• **Work instructions**: Set out each line of the listing below as a numbered list, skipping blank lines, and keep the pictures out of your answer.

• **Data listing**:

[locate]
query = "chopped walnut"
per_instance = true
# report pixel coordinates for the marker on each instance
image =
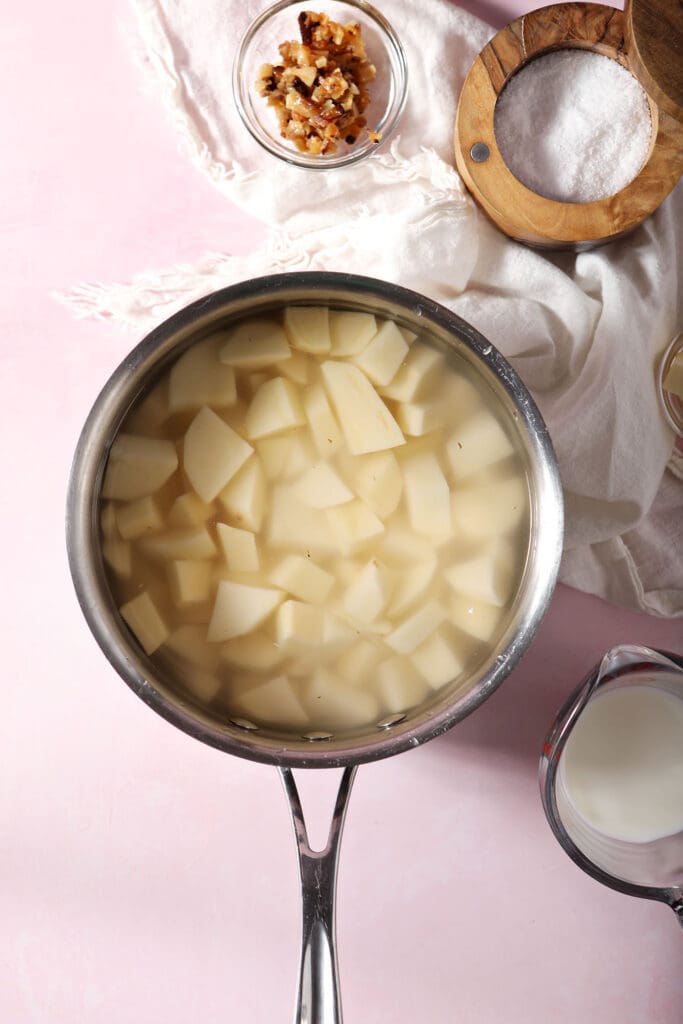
(319, 90)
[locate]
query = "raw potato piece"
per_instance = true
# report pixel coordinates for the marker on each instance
(489, 508)
(240, 608)
(322, 487)
(382, 357)
(189, 582)
(254, 344)
(415, 630)
(324, 426)
(239, 548)
(138, 466)
(350, 332)
(427, 496)
(334, 705)
(369, 594)
(367, 423)
(143, 619)
(200, 379)
(303, 579)
(212, 455)
(195, 543)
(308, 328)
(437, 660)
(138, 517)
(274, 408)
(244, 498)
(399, 686)
(274, 701)
(479, 442)
(353, 524)
(378, 480)
(188, 510)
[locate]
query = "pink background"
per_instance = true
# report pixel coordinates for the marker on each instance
(143, 877)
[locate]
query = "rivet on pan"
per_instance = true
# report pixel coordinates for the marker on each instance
(244, 723)
(386, 723)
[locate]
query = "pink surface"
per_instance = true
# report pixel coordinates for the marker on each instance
(143, 877)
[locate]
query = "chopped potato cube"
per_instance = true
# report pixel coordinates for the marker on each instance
(199, 378)
(213, 453)
(245, 497)
(367, 423)
(427, 496)
(143, 619)
(240, 608)
(415, 630)
(274, 408)
(239, 548)
(139, 517)
(189, 582)
(353, 524)
(308, 328)
(350, 332)
(303, 579)
(322, 487)
(255, 343)
(138, 466)
(383, 355)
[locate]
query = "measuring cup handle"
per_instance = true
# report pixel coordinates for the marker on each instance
(318, 1000)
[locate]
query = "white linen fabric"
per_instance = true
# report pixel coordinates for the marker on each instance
(585, 332)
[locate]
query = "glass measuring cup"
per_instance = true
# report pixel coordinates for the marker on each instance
(652, 867)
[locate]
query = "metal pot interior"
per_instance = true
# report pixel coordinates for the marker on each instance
(140, 371)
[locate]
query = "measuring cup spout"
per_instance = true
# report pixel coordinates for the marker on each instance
(318, 999)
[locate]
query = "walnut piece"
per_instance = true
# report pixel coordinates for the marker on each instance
(319, 89)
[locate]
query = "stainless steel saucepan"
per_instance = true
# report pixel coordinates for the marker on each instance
(318, 1000)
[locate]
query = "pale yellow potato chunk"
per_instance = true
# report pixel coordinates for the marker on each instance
(138, 466)
(381, 358)
(118, 554)
(378, 480)
(239, 547)
(308, 328)
(143, 619)
(324, 427)
(398, 684)
(301, 578)
(350, 332)
(245, 497)
(194, 543)
(479, 442)
(240, 608)
(418, 372)
(199, 378)
(139, 517)
(322, 487)
(353, 525)
(255, 343)
(275, 408)
(367, 423)
(369, 595)
(189, 510)
(189, 582)
(437, 659)
(427, 496)
(416, 628)
(212, 455)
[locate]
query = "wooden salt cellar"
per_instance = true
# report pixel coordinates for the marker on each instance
(647, 40)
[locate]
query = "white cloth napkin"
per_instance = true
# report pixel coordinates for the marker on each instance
(585, 332)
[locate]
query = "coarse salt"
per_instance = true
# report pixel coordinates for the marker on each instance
(573, 126)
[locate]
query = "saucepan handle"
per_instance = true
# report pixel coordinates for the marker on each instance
(318, 1000)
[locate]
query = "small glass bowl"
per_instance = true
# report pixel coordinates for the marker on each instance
(387, 91)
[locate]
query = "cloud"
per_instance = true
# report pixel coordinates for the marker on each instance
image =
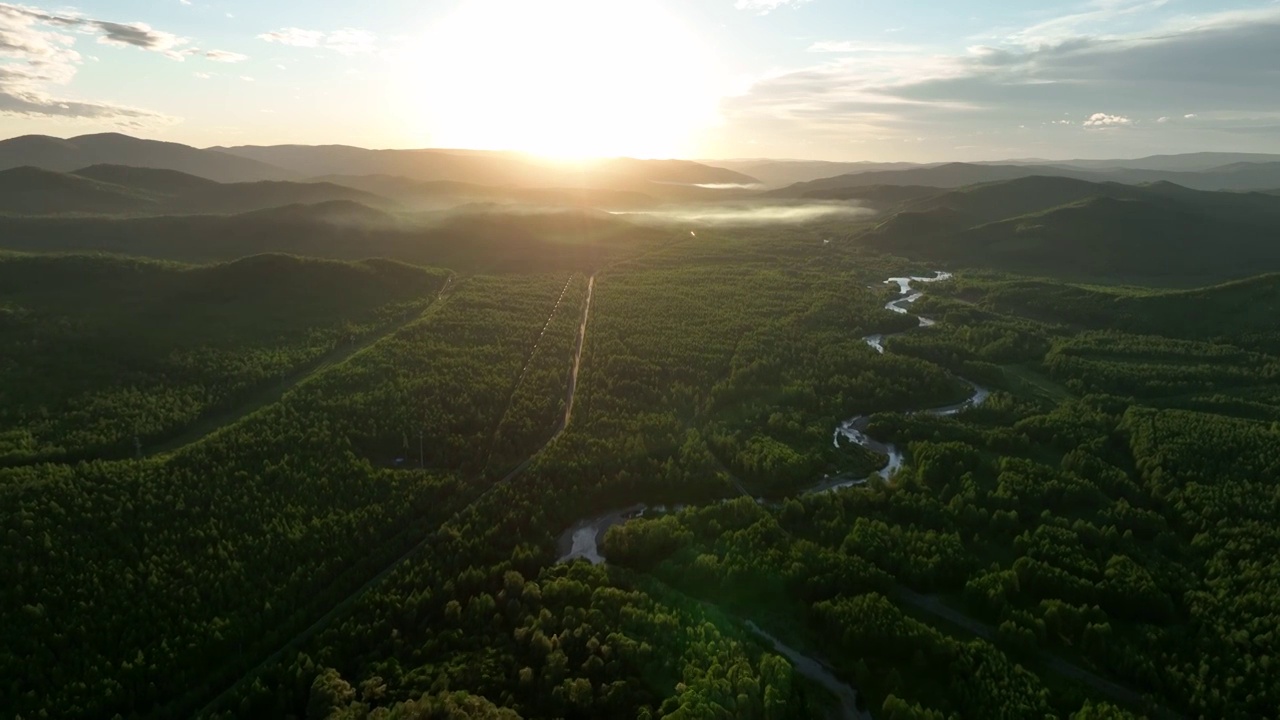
(37, 54)
(138, 35)
(1105, 121)
(853, 46)
(348, 41)
(766, 7)
(1224, 62)
(297, 37)
(225, 57)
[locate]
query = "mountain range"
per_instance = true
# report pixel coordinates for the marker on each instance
(123, 190)
(1070, 227)
(1234, 176)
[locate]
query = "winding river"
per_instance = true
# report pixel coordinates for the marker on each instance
(583, 540)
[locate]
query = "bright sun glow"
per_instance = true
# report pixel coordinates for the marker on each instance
(567, 78)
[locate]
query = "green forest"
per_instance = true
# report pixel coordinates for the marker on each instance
(278, 486)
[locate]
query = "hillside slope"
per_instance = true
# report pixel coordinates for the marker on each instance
(115, 149)
(1102, 229)
(120, 190)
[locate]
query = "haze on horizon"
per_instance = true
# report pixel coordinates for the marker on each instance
(919, 80)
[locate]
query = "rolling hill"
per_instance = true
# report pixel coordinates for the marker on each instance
(115, 149)
(1240, 176)
(433, 195)
(46, 192)
(469, 238)
(489, 168)
(119, 190)
(1059, 226)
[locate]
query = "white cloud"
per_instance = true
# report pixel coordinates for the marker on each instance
(348, 41)
(854, 46)
(225, 57)
(297, 37)
(766, 7)
(37, 54)
(873, 92)
(1105, 121)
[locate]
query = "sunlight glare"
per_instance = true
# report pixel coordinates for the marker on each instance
(567, 78)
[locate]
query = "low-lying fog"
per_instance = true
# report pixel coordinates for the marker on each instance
(753, 213)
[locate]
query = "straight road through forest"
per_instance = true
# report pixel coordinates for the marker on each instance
(296, 642)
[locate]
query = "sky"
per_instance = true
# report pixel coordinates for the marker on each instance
(831, 80)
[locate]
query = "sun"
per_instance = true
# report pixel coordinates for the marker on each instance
(567, 78)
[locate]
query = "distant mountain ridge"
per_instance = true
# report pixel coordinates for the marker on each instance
(1237, 176)
(490, 168)
(1064, 226)
(119, 190)
(115, 149)
(782, 173)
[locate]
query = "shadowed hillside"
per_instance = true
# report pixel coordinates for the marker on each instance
(469, 238)
(122, 190)
(115, 149)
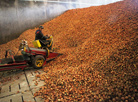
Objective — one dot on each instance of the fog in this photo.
(17, 16)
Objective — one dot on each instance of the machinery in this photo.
(36, 57)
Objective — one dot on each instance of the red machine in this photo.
(35, 57)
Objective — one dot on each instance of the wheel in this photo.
(38, 61)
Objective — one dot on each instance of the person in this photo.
(43, 39)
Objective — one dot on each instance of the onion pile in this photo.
(100, 54)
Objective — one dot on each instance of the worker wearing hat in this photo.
(39, 36)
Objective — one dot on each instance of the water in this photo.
(17, 16)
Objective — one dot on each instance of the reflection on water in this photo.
(19, 15)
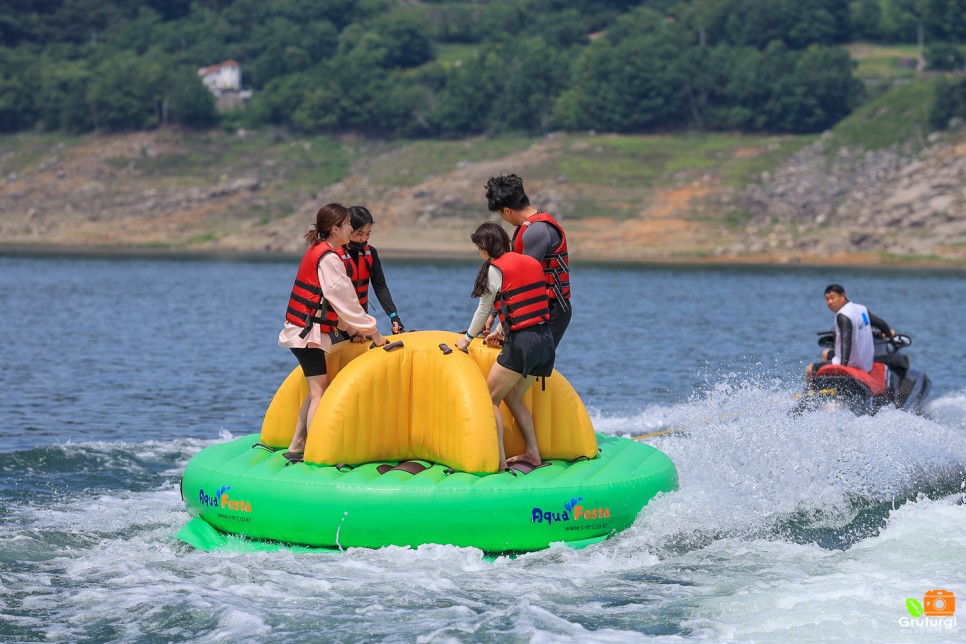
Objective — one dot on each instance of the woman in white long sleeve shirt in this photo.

• **Full solution**:
1. [locate]
2. query = "chopped walnut"
3. per_instance = true
4. # report pixel coordinates for the marker on each instance
5. image =
6. (319, 90)
7. [locate]
8. query = "raw potato piece"
9. per_instance = true
10. # report pixel coordinates for the marker on each instance
11. (489, 508)
12. (240, 608)
13. (322, 487)
14. (382, 357)
15. (189, 582)
16. (254, 344)
17. (415, 630)
18. (324, 426)
19. (239, 548)
20. (138, 466)
21. (350, 332)
22. (427, 496)
23. (334, 705)
24. (369, 594)
25. (367, 423)
26. (143, 619)
27. (200, 379)
28. (303, 579)
29. (212, 455)
30. (195, 543)
31. (308, 328)
32. (437, 660)
33. (138, 517)
34. (274, 408)
35. (244, 498)
36. (399, 686)
37. (274, 701)
38. (479, 442)
39. (353, 524)
40. (378, 480)
41. (188, 510)
42. [locate]
43. query = "pink background"
44. per_instance = true
45. # report pixel coordinates for the marker on each instance
46. (143, 877)
47. [locate]
48. query = "rivet on pan"
49. per_instance = true
50. # report pixel coordinates for the marker on each instance
51. (244, 723)
52. (386, 723)
53. [locate]
54. query = "pink surface"
55. per_instance = true
56. # report pixel coordinates for the marker on each instance
57. (143, 877)
58. [locate]
59. query = "chopped potato cube"
60. per_instance = true
61. # report pixel coordinates for the marker on each instance
62. (199, 378)
63. (213, 453)
64. (245, 497)
65. (367, 423)
66. (427, 496)
67. (143, 619)
68. (240, 608)
69. (415, 630)
70. (274, 408)
71. (239, 548)
72. (139, 517)
73. (189, 582)
74. (353, 524)
75. (308, 328)
76. (350, 332)
77. (303, 579)
78. (322, 487)
79. (255, 343)
80. (138, 466)
81. (383, 355)
82. [locate]
83. query = "measuring cup handle"
84. per_instance = true
85. # report pixel coordinates for the marker on each instance
86. (318, 1000)
87. [locate]
88. query = "white linen fabric"
89. per_instance = true
90. # report pixel coordinates for the marker on each instance
91. (585, 332)
92. [locate]
93. query = "glass measuring cup"
94. per_instance = true
95. # report pixel coordinates for the marker on each instance
96. (652, 867)
97. [locate]
98. query = "metal pot interior"
99. per_instance = true
100. # report pixel coordinates for the marker on each instance
101. (140, 371)
102. [locate]
103. query = "measuring cup spout"
104. per_instance = true
105. # report pixel coordinates for the marker on each instance
106. (318, 999)
107. [locate]
108. query = "walnut piece"
109. per_instance = true
110. # report pixel coordinates for the marker on each instance
111. (319, 89)
112. [locate]
113. query = "stainless steel saucepan"
114. per_instance = true
115. # report pixel coordinates for the marker on each instance
116. (318, 1000)
117. [locate]
118. query = "pale yellow potato chunk"
119. per_instance = true
120. # report pixel coordinates for the marker on each instance
121. (138, 466)
122. (381, 358)
123. (118, 554)
124. (378, 480)
125. (239, 547)
126. (308, 328)
127. (143, 619)
128. (324, 427)
129. (398, 684)
130. (301, 578)
131. (350, 332)
132. (245, 497)
133. (194, 543)
134. (479, 442)
135. (240, 608)
136. (418, 372)
137. (199, 378)
138. (139, 517)
139. (322, 487)
140. (353, 525)
141. (255, 343)
142. (275, 408)
143. (367, 423)
144. (369, 595)
145. (189, 510)
146. (189, 582)
147. (437, 659)
148. (427, 496)
149. (416, 628)
150. (212, 455)
151. [locate]
152. query = "wooden salt cellar"
153. per_instance = true
154. # report pixel coordinates for the marker on each instance
155. (647, 40)
156. [locate]
157. query = "white cloth napkin"
158. per_instance = true
159. # report pixel coordinates for the marker on each instance
160. (585, 332)
161. [locate]
162. query = "coarse salt"
163. per_instance = true
164. # report pixel coordinates for the marker on each instance
165. (573, 126)
166. [locate]
167. query = "saucepan handle"
168. per_instance = true
169. # report pixel coordinates for the marker on each instance
170. (318, 1000)
171. [locate]
172. query = "small glass bowl"
173. per_instance = true
174. # report pixel coordinates for the marker on each instance
175. (387, 91)
176. [locate]
177. query = "cloud"
178. per_instance = true
179. # report pixel coordinates for the marker on each instance
180. image =
181. (37, 54)
182. (138, 35)
183. (1105, 121)
184. (853, 46)
185. (348, 41)
186. (766, 7)
187. (1224, 62)
188. (297, 37)
189. (225, 57)
190. [locate]
191. query = "mountain range"
192. per_instance = true
193. # report pixel coordinates for the marker on each instance
194. (123, 190)
195. (1070, 227)
196. (1234, 176)
197. [locate]
198. query = "winding river"
199. per_instance = true
200. # report pixel coordinates for the marker on each instance
201. (583, 540)
202. [locate]
203. query = "bright sun glow"
204. per_instance = true
205. # report pixel coordinates for the marker on each instance
206. (567, 78)
207. [locate]
208. query = "green forest"
209. per_instance = true
210. # report pixel coordinates for the marker on each instance
211. (278, 486)
212. [locate]
213. query = "hillside slope"
214. per_instance = true
215. # report pixel coordinates for the marker on each instance
216. (115, 149)
217. (1102, 229)
218. (120, 190)
219. [locate]
220. query = "haze on horizon"
221. per_instance = true
222. # report pixel coordinates for the marker on each instance
223. (919, 80)
224. [locate]
225. query = "rolling hill"
226. per_instance = true
227. # report pixel coordinates for the marker on each instance
228. (115, 149)
229. (1240, 176)
230. (433, 195)
231. (46, 192)
232. (469, 238)
233. (489, 168)
234. (119, 190)
235. (1059, 226)
236. [locate]
237. query = "white cloud"
238. per_instance = true
239. # report pixel coordinates for the marker on each instance
240. (348, 41)
241. (854, 46)
242. (225, 57)
243. (297, 37)
244. (766, 7)
245. (37, 54)
246. (873, 92)
247. (1105, 121)
248. [locate]
249. query = "sunlight glare"
250. per_instance = true
251. # report pixel coordinates for the marker on each instance
252. (567, 78)
253. [locate]
254. query = "low-lying fog"
255. per_instance = true
256. # report pixel coordinates for the marker on each instance
257. (753, 213)
258. [locate]
259. query = "straight road through forest"
260. per_instance = true
261. # report pixel coordinates for the marker on each instance
262. (296, 642)
263. [locate]
264. query = "sky"
265. per_instance = true
266. # report pixel coordinates for the marker on each instance
267. (831, 80)
268. [locate]
269. query = "sun"
270. per_instance = true
271. # report pixel coordinates for the marker on each instance
272. (567, 78)
273. [locate]
274. query = "distant mountain ridge"
275. per_instance = true
276. # report pixel coordinates for the marker on each instance
277. (1237, 176)
278. (490, 168)
279. (1064, 226)
280. (119, 190)
281. (115, 149)
282. (782, 173)
283. [locate]
284. query = "shadowed hillside"
285. per_instance = true
286. # report pixel coordinates for the marker on each instance
287. (469, 238)
288. (122, 190)
289. (115, 149)
290. Objective — one dot on each instance of the fog in this photo.
291. (17, 16)
292. Objective — one dot on each instance of the machinery in this photo.
293. (36, 57)
294. Objective — one dot on each instance of the red machine in this photo.
295. (35, 57)
296. Objective — one dot on each instance of the wheel in this photo.
297. (38, 61)
298. Objective — one dot on each instance of the person in this photo.
299. (43, 39)
300. Objective — one dot on each instance of the onion pile in this photo.
301. (100, 54)
302. Objective — one dot on each instance of the worker wearing hat in this photo.
303. (39, 36)
304. Objective — one dot on each instance of the water in this photo.
305. (17, 16)
306. Objective — one dot on each instance of the reflection on water in this photo.
307. (19, 15)
308. Objective — one dot on each instance of the woman in white long sleeve shirt in this photo.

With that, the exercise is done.